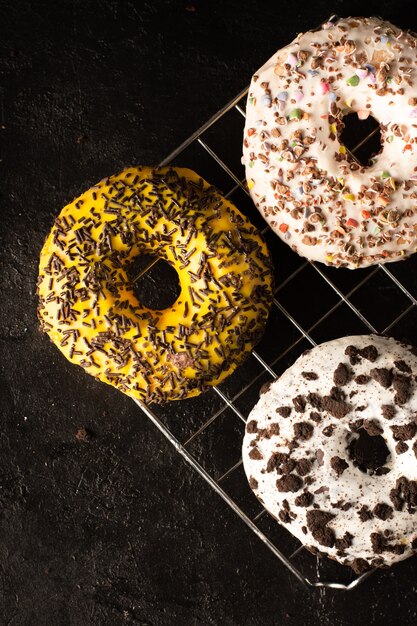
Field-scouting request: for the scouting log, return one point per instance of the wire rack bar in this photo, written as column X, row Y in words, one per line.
column 268, row 367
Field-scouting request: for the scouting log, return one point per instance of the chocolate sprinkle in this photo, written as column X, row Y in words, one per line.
column 303, row 430
column 383, row 511
column 309, row 375
column 289, row 482
column 299, row 403
column 317, row 521
column 404, row 433
column 388, row 411
column 342, row 375
column 382, row 375
column 339, row 465
column 306, row 499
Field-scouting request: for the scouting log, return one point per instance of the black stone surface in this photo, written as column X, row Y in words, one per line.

**ACTIVITY**
Which lines run from the one containing "of the chocolate" to the end of the data? Output them exactly, with nothing added.

**TASK RESULT**
Field-scouting request: for the scouting log, return one point per instance of the chocolate sprinkle in this photo, written as column X, row Y in words, one per line.
column 303, row 430
column 383, row 511
column 309, row 375
column 289, row 482
column 299, row 403
column 317, row 521
column 404, row 433
column 388, row 411
column 342, row 375
column 382, row 375
column 339, row 465
column 306, row 499
Field-scouting request: for the scouting log, return one point per instance of the black stone surface in this photo, written as column X, row Y in words, one per line.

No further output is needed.